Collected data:
━━━━━━━━

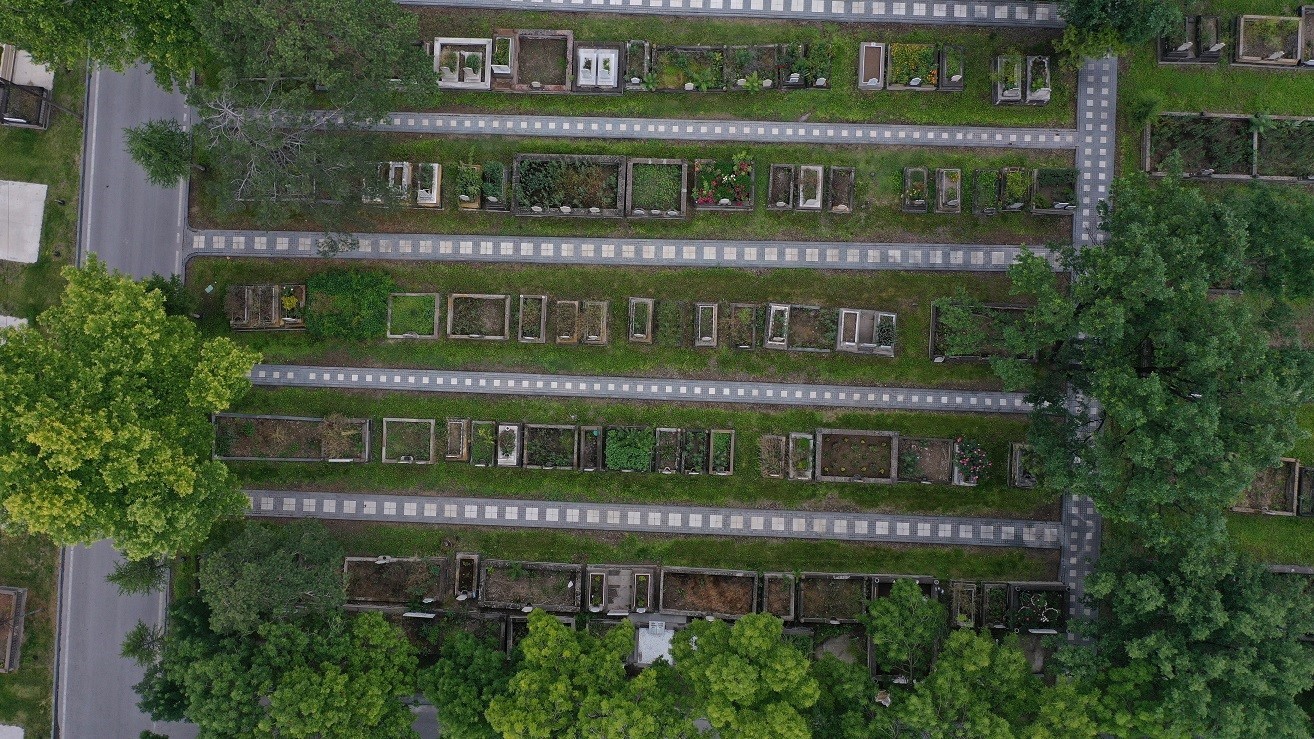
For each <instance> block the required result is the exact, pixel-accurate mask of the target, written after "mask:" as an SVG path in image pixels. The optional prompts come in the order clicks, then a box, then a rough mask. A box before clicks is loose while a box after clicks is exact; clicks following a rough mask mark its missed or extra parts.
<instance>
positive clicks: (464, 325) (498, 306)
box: [447, 293, 511, 341]
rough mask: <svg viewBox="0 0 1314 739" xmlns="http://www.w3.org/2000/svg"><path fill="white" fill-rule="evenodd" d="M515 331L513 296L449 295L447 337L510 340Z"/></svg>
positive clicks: (456, 293) (506, 295) (485, 339)
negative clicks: (513, 333) (514, 330)
mask: <svg viewBox="0 0 1314 739" xmlns="http://www.w3.org/2000/svg"><path fill="white" fill-rule="evenodd" d="M510 335H511V296H507V295H472V293H452V295H449V296H447V338H449V339H484V341H506V339H507V337H510Z"/></svg>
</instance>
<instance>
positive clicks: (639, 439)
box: [602, 426, 657, 472]
mask: <svg viewBox="0 0 1314 739" xmlns="http://www.w3.org/2000/svg"><path fill="white" fill-rule="evenodd" d="M656 446H657V439H656V437H654V435H653V430H652V429H644V427H641V426H610V427H608V429H607V434H606V439H604V442H603V447H602V448H603V451H604V454H606V464H607V469H610V471H616V469H619V471H622V472H652V469H653V452H654V448H656Z"/></svg>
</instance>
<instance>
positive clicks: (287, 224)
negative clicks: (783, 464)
mask: <svg viewBox="0 0 1314 739" xmlns="http://www.w3.org/2000/svg"><path fill="white" fill-rule="evenodd" d="M932 95H938V93H932ZM921 97H926V95H922V96H921ZM536 100H537V99H536ZM741 151H744V153H748V154H749V155H750V156H752V158H753V159H754V162H756V164H754V176H756V184H757V188H756V191H757V192H756V197H757V209H756V210H753V212H748V213H706V212H704V213H695V214H692V216H691V217H690V218H687V220H645V218H628V220H622V218H579V217H556V218H551V217H518V216H511V214H510V213H501V212H487V210H460V209H457V208H451V206H449V208H445V209H443V210H434V209H424V208H413V209H403V208H372V209H367V210H365V212H364V214H363V216H360V217H359V218H357V220H359V222H357V224H353V225H352V227H353V230H357V231H389V233H430V234H443V233H448V234H495V235H574V237H603V235H612V237H649V238H707V239H791V241H861V242H938V243H943V242H949V243H1013V245H1016V243H1047V242H1051V241H1063V242H1068V241H1071V238H1072V221H1071V217H1064V216H1031V214H1030V213H1005V214H999V216H993V217H984V216H983V217H976V216H972V214H971V208H970V204H968V205H967V206H964V210H966V212H964V213H962V214H912V213H904V212H901V210H900V204H901V196H903V168H904V167H928V168H930V170H934V168H961V170H963V175H964V178H966V180H964V181H970V178H971V172H970V171H971V170H974V168H995V170H997V168H1000V167H1005V166H1018V167H1071V166H1072V163H1074V153H1071V151H1021V150H971V149H925V147H886V146H815V145H808V146H788V145H763V146H749V145H744V143H732V145H725V143H678V142H650V141H649V142H645V141H598V139H566V141H558V139H533V138H503V137H485V138H465V137H455V138H438V137H432V135H405V134H397V135H392V137H390V154H389V155H390V156H392V158H394V159H396V160H409V162H438V163H442V164H443V166H444V171H449V172H455V171H456V166H455V164H456V163H459V162H474V163H482V162H489V160H501V162H503V163H505V164H506V167H507V172H510V171H511V160H512V159H514V158H515V155H516V154H607V155H624V156H650V158H669V159H687V160H690V170H692V160H694V159H699V158H719V159H725V160H729V159H731V158H732V156H733V155H735V154H736V153H741ZM773 163H786V164H833V166H844V167H855V170H857V172H855V175H857V181H855V187H854V212H853V213H850V214H830V213H815V212H812V213H794V212H773V210H766V208H765V205H766V200H767V189H769V188H767V184H769V179H770V168H771V167H770V166H771V164H773ZM197 183H198V180H197V179H194V178H193V188H192V205H191V222H192V226H193V227H255V225H256V224H255V222H254V221H252V220H251V217H250V216H246V214H244V213H243V212H239V213H237V214H234V216H233V217H227V218H222V220H221V218H218V217H217V216H215V213H214V208H213V201H212V195H210V193H208V192H205V189H206V188H201V187H194V185H196V184H197ZM443 187H444V188H447V193H445V195H444V199H443V201H444V203H456V192H455V188H456V178H455V176H445V178H443ZM279 227H301V229H310V230H313V229H318V227H319V226H317V225H315V224H311V222H292V224H281V225H279Z"/></svg>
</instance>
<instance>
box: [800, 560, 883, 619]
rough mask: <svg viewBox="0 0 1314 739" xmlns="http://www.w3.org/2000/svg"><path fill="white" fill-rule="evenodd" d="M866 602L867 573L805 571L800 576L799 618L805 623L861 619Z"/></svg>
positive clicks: (866, 592)
mask: <svg viewBox="0 0 1314 739" xmlns="http://www.w3.org/2000/svg"><path fill="white" fill-rule="evenodd" d="M866 604H867V576H866V575H837V573H829V572H804V573H803V576H802V577H799V621H802V622H804V623H832V625H840V623H857V622H858V617H861V615H862V614H863V611H865V610H866Z"/></svg>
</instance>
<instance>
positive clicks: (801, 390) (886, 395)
mask: <svg viewBox="0 0 1314 739" xmlns="http://www.w3.org/2000/svg"><path fill="white" fill-rule="evenodd" d="M251 381H252V383H255V384H256V385H272V387H297V388H344V389H371V391H414V392H432V393H486V394H501V396H530V397H544V396H549V397H594V398H597V397H603V398H616V400H631V401H668V402H723V404H736V405H794V406H808V408H845V409H863V410H940V412H946V413H949V412H953V413H964V412H966V413H1029V412H1030V410H1031V406H1030V404H1028V402H1026V400H1025V396H1024V394H1022V393H1004V392H986V391H938V389H925V388H876V387H867V385H812V384H794V383H763V381H746V383H740V381H728V380H685V379H662V377H591V376H577V375H532V373H524V372H460V371H448V369H397V368H381V367H313V366H293V364H256V366H255V368H252V369H251Z"/></svg>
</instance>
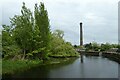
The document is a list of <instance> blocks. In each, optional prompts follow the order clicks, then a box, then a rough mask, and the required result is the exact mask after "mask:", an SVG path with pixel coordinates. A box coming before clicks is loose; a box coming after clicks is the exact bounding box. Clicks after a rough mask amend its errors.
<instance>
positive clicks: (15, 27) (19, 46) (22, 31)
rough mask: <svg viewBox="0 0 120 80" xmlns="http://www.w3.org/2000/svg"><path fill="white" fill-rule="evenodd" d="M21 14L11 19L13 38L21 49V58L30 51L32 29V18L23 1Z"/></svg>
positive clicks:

━━━━━━━━

#### [TO DO]
The records need to be restated word for word, minus any images.

#### [EXERCISE OUTPUT]
For each <instance> block the required result is the exact, pixel-accurate mask of the target, written after "mask:" as an SVG path in image pixels. The optional prompts come in the order clicks, then a box, then a rough mask. A box before clicks is loose while a box after clicks is exact; clicks following a rough mask mark its missed or extra parts.
<instance>
positive clicks: (464, 325) (498, 306)
box: [447, 293, 511, 341]
rough mask: <svg viewBox="0 0 1314 739" xmlns="http://www.w3.org/2000/svg"><path fill="white" fill-rule="evenodd" d="M515 331L513 296L449 295L447 337L510 340Z"/></svg>
positive clicks: (456, 293) (506, 295) (485, 339)
negative clicks: (513, 333) (514, 330)
mask: <svg viewBox="0 0 1314 739" xmlns="http://www.w3.org/2000/svg"><path fill="white" fill-rule="evenodd" d="M510 335H511V296H507V295H472V293H452V295H449V296H447V338H449V339H484V341H506V339H507V337H510Z"/></svg>
</instance>
<instance>
positive clicks: (639, 439)
box: [602, 426, 657, 472]
mask: <svg viewBox="0 0 1314 739" xmlns="http://www.w3.org/2000/svg"><path fill="white" fill-rule="evenodd" d="M656 446H657V439H656V437H654V435H653V430H652V429H644V427H641V426H610V427H608V429H607V434H606V439H604V442H603V447H602V448H603V451H604V454H606V464H607V469H610V471H616V469H619V471H622V472H652V469H653V452H654V448H656Z"/></svg>
</instance>
<instance>
positive clicks: (287, 224)
negative clicks: (783, 464)
mask: <svg viewBox="0 0 1314 739" xmlns="http://www.w3.org/2000/svg"><path fill="white" fill-rule="evenodd" d="M932 95H938V93H932ZM921 97H926V95H922V96H921ZM536 100H537V99H536ZM741 151H744V153H748V154H749V155H750V156H752V158H753V159H754V162H756V164H754V176H756V184H757V188H756V191H757V192H756V197H757V209H756V210H753V212H748V213H706V212H704V213H695V214H692V216H691V217H690V218H687V220H645V218H628V220H622V218H579V217H556V218H551V217H518V216H511V214H510V213H501V212H487V210H460V209H457V208H451V206H449V208H445V209H443V210H434V209H424V208H413V209H403V208H372V209H367V210H365V212H364V214H363V216H360V217H359V218H357V220H359V222H357V224H353V225H352V227H353V230H357V231H389V233H430V234H443V233H448V234H495V235H574V237H603V235H612V237H649V238H707V239H791V241H861V242H938V243H943V242H949V243H1013V245H1016V243H1047V242H1051V241H1063V242H1068V241H1071V238H1072V221H1071V217H1064V216H1031V214H1030V213H1005V214H999V216H993V217H984V216H983V217H976V216H972V214H971V208H970V204H968V205H967V206H964V210H966V212H964V213H962V214H912V213H904V212H901V210H900V204H901V196H903V168H904V167H928V168H930V170H934V168H961V170H963V175H964V178H966V180H964V181H970V178H971V172H970V171H971V170H974V168H995V170H997V168H1000V167H1005V166H1018V167H1071V166H1072V163H1074V153H1071V151H1021V150H971V149H925V147H886V146H815V145H808V146H788V145H763V146H749V145H744V143H732V145H725V143H678V142H650V141H649V142H645V141H598V139H566V141H558V139H533V138H503V137H485V138H465V137H455V138H438V137H432V135H405V134H397V135H392V137H390V154H389V155H390V156H392V158H394V159H396V160H409V162H438V163H442V164H443V166H444V171H449V172H455V171H456V166H455V164H456V163H459V162H474V163H482V162H489V160H501V162H503V163H505V164H506V167H507V172H510V171H511V160H512V159H514V158H515V155H516V154H607V155H624V156H650V158H669V159H687V160H690V170H692V160H694V159H699V158H719V159H725V160H729V159H731V158H732V156H733V155H735V154H736V153H741ZM773 163H786V164H833V166H844V167H855V170H857V172H855V175H857V181H855V187H854V212H853V213H850V214H830V213H815V212H812V213H794V212H773V210H766V208H765V205H766V200H767V189H769V188H767V184H769V179H770V168H771V167H770V166H771V164H773ZM197 183H198V180H197V179H194V178H193V188H192V205H191V222H192V226H193V227H255V225H256V224H255V222H254V221H252V220H251V217H250V216H246V214H244V213H243V212H239V213H237V214H234V216H233V217H227V218H222V220H221V218H218V217H217V216H215V213H214V208H213V201H212V195H210V193H208V192H205V189H206V188H201V187H194V185H196V184H197ZM443 187H444V188H447V193H445V195H444V199H443V201H444V203H456V192H455V188H456V178H455V176H445V178H443ZM279 227H301V229H310V230H313V229H318V227H319V226H317V225H315V224H311V222H292V224H281V225H279Z"/></svg>
</instance>
<instance>
box: [800, 560, 883, 619]
rough mask: <svg viewBox="0 0 1314 739" xmlns="http://www.w3.org/2000/svg"><path fill="white" fill-rule="evenodd" d="M866 602L867 573L805 571L800 576L799 618L805 623L861 619Z"/></svg>
positive clicks: (866, 592)
mask: <svg viewBox="0 0 1314 739" xmlns="http://www.w3.org/2000/svg"><path fill="white" fill-rule="evenodd" d="M866 604H867V576H866V575H837V573H829V572H804V573H803V576H802V577H799V621H802V622H804V623H832V625H840V623H857V622H858V617H861V615H862V614H863V611H865V610H866Z"/></svg>
</instance>
<instance>
positive clicks: (801, 390) (886, 395)
mask: <svg viewBox="0 0 1314 739" xmlns="http://www.w3.org/2000/svg"><path fill="white" fill-rule="evenodd" d="M251 381H252V383H255V384H256V385H272V387H297V388H344V389H371V391H414V392H432V393H486V394H501V396H530V397H544V396H549V397H594V398H597V397H603V398H616V400H631V401H668V402H723V404H736V405H794V406H808V408H845V409H863V410H940V412H946V413H949V412H953V413H964V412H966V413H1029V412H1030V410H1031V406H1030V404H1028V402H1026V400H1025V396H1024V394H1022V393H1004V392H986V391H938V389H925V388H876V387H867V385H812V384H794V383H763V381H746V383H740V381H728V380H685V379H662V377H591V376H577V375H532V373H524V372H460V371H448V369H397V368H381V367H313V366H293V364H256V366H255V368H252V369H251Z"/></svg>
</instance>
The document is a list of <instance> blocks. In each, optional prompts follow the order clicks, then a box, then a rough mask, and the required result is the exact mask after "mask:", an SVG path with pixel coordinates. A box coming before clicks is loose; a box coming after clicks is the exact bounding box. Clicks after a rough mask amend its errors.
<instance>
positive clicks: (15, 27) (19, 46) (22, 31)
rough mask: <svg viewBox="0 0 120 80" xmlns="http://www.w3.org/2000/svg"><path fill="white" fill-rule="evenodd" d="M21 14L11 19L13 38L21 49V58L30 51L32 29V18L23 1Z"/></svg>
positive clicks:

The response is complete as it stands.